-- BEGIN PAGE --

Shahad al-Mohaimeed got up at midnight to leave her hotel room overlooking the blue water of Trabzon, a Turkish vacation town on the Black Sea. Her family picked the hilly, historic port because it offered a seaside break, but within an Islamic society.
Creeping barefoot out of the bedroom, al-Mohaimeed gathered her family’s credit cards, keys, passports, and, crucially, their phones. This would slow them down, she thought, when they tried to follow her.
Her escape had taken a year of planning.
Standing on the road outside the hotel she panicked at the silence. It was the first time in her life she had been outside on her own.
It was also the first time since she was 10 that she had not woken up and put on a full-body covering, either a burqa or a niqab.
“I was 17 and I was so scared, so, so, scared,” she recalls. “I left at midnight, and the night was so dark. I was scared of my brother and my family.”
‘When we decide to leave, we decide to put our lives on the line. Because if we don’t succeed, our families are going to kill us.’
Her routine was mechanical: wake, school, home, sleep, repeat, she said. Don’t talk to, or look at, any man you are not related to. The Quran deemed it indecent, she was told, and her father considered it worthy of a beating.

-- END PAGE --
-- BEGIN GIVEN INFORMATION --

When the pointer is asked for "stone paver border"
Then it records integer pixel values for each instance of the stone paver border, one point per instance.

-- END GIVEN INFORMATION --

### GOAL
Can you repeat the part of the escape article starting with "Creeping barefoot out" and going on through "to follow her."? The listing comes from a different source than the escape article.

### ANSWER TO THE PROBLEM
Creeping barefoot out of the bedroom, al-Mohaimeed gathered her family’s credit cards, keys, passports, and, crucially, their phones. This would slow them down, she thought, when they tried to follow her.